Copy out each line of the rows below that includes the word "gravel", matching its case exactly.

⟨

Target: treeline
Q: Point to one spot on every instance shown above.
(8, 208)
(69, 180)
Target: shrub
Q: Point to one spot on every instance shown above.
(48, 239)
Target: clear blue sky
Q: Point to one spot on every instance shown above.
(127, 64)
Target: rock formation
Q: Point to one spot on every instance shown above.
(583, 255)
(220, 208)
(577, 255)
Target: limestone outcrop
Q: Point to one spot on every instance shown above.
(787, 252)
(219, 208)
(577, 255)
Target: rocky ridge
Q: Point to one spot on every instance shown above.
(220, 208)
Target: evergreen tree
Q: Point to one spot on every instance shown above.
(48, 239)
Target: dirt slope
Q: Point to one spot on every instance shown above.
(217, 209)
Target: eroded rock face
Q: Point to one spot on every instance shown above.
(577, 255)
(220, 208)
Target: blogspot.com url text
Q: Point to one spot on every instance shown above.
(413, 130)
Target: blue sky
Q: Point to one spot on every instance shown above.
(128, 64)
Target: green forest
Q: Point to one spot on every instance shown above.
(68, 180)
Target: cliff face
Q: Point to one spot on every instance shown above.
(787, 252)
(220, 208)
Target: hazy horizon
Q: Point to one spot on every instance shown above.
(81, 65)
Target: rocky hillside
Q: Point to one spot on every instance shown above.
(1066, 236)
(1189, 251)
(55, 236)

⟩
⟨

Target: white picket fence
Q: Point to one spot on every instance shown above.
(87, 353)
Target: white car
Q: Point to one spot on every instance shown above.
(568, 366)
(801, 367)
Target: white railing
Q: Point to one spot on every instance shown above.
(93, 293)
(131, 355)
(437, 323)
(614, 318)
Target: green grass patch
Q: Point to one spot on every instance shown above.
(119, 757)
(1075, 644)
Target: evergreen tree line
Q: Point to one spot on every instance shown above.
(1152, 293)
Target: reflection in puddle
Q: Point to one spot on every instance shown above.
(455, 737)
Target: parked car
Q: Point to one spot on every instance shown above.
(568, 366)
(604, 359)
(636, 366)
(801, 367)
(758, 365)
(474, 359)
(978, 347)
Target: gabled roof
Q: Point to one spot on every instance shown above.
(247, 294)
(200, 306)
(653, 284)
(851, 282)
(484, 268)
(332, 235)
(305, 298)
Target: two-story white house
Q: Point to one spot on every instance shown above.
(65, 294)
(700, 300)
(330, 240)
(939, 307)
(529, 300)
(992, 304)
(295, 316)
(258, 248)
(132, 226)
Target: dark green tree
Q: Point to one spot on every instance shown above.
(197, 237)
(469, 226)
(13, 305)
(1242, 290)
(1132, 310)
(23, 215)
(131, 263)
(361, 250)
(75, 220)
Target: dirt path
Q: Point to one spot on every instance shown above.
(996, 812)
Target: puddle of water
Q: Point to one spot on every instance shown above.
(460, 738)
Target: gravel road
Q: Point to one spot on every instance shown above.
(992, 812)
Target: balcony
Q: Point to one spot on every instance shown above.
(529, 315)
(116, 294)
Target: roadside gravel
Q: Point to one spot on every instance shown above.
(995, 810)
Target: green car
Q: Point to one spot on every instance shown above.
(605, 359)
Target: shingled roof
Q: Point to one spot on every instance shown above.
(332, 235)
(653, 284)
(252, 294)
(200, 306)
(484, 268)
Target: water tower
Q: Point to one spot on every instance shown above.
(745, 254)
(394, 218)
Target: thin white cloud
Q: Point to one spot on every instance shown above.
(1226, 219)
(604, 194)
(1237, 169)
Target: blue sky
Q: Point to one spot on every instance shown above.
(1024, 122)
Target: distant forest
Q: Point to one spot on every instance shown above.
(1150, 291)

⟩

**Finished answer**
Target: gravel road
Target: roadside gravel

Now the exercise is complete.